What the task requires
Below are some records; each one is to be set down again exactly.

Dataset excerpts
—————
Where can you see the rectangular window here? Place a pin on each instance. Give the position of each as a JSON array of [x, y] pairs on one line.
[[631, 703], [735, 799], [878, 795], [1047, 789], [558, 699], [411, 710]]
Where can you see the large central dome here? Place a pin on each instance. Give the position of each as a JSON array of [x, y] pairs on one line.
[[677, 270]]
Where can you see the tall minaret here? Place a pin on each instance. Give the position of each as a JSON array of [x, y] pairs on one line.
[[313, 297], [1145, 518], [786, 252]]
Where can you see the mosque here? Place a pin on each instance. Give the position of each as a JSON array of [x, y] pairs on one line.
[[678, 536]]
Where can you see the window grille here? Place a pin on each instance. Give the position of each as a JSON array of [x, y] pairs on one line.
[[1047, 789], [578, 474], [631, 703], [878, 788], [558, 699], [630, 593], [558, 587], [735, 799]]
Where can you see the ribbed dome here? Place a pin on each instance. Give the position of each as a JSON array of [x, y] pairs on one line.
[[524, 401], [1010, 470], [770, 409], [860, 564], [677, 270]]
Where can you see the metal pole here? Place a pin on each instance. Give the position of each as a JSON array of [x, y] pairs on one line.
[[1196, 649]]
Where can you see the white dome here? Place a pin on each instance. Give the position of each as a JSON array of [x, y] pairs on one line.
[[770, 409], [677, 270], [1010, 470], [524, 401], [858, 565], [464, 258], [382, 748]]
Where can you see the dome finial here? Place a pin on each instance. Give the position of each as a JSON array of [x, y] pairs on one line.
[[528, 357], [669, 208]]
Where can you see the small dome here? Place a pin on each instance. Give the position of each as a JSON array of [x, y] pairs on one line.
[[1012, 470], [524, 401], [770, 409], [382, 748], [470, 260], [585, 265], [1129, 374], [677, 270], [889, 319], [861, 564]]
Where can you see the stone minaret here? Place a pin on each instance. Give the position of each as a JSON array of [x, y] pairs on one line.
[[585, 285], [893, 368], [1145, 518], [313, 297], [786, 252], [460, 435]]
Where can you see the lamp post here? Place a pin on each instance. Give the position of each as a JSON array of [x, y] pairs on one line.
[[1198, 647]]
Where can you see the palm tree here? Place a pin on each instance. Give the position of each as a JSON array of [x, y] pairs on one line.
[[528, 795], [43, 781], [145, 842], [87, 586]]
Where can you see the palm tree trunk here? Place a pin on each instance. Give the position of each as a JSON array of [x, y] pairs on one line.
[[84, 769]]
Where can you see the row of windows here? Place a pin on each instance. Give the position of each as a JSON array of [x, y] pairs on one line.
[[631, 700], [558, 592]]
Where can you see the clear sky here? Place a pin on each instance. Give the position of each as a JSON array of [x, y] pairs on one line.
—————
Output below
Where can you see the rectangular window here? Place a pin on each instance. Give the position of each as a JSON array of [x, y] pairs on one line.
[[631, 703], [735, 799], [878, 795], [1047, 789], [558, 699], [411, 710]]
Where can you see the large central dome here? Place a pin on each instance. Give the position of each as a JSON array of [x, y] pairs on one line.
[[677, 270]]
Where can you see the tall minaret here? Place a pin on each instance. Give the position of each as a JSON array of [x, y] pairs on one line.
[[313, 297], [1145, 518], [786, 252]]
Where can you see the mosque here? Place a pin on each instance. Give the position of each as a JSON array of [x, y] pairs on one line.
[[678, 536]]
Where can you see the window grille here? Place a pin on each instance. Give the position of each as a JSON array of [x, y] pairs on one line.
[[1047, 789], [578, 474], [631, 703], [878, 788], [558, 699], [630, 593], [558, 587], [735, 799]]
Where can you see the ribbed dome here? Place a pin on each instance. Give the position of each as a JSON array of [x, y] pairs on one line.
[[524, 401], [1010, 470], [770, 409], [860, 564], [677, 270]]
Where can you see the metal pole here? Place a pin on each instance. Give the position of each as a JSON array of [x, y] pairs on one line.
[[1196, 649]]
Where can you see the white dome here? Place a pin on each instance. Give the position of each as a JSON array of [x, y] pairs on one line.
[[770, 409], [677, 270], [1010, 470], [524, 401], [858, 565], [464, 258], [382, 748]]
Where can you see the dome finial here? Place a pin on each instance. Give the position of each as a JSON array of [x, y] pairs on one line.
[[528, 357], [669, 208]]
Where can you see the small dome here? Place a pin on each instance. Give the position of each as a JSON array of [x, y] pairs on one line.
[[1012, 470], [524, 401], [770, 409], [382, 748], [470, 260], [585, 265], [1129, 374], [677, 270], [889, 319], [861, 564]]
Where can you see the stone minaret here? Place a pin on each instance. Give the position of each as a JSON array of [x, y] pairs on one line.
[[585, 285], [893, 368], [1145, 518], [313, 297], [786, 252], [460, 435]]
Where can you see the lamp post here? Place a pin on each instance. Give the position of each as a JSON array of [x, y] pairs on one line.
[[1198, 647]]
Where can you see the palm tree here? Place a pin on each instance. Give the position of each as a JSON array of [x, y] pairs on one line.
[[528, 795], [43, 781], [145, 842], [87, 586]]
Where can you see the palm tree trunk here? Place a pin on each instance. Give the position of each as a JSON array of [x, y] pairs on one line.
[[84, 769]]
Where can you see the row of windows here? Place a pin on each instance. Give the position of each as a JSON array of [x, y] pairs on one line.
[[631, 700], [558, 592]]
Where can you see the clear sky here? Place a pin on each instance. Give the position of each as a JSON array of [x, y] pairs on one line.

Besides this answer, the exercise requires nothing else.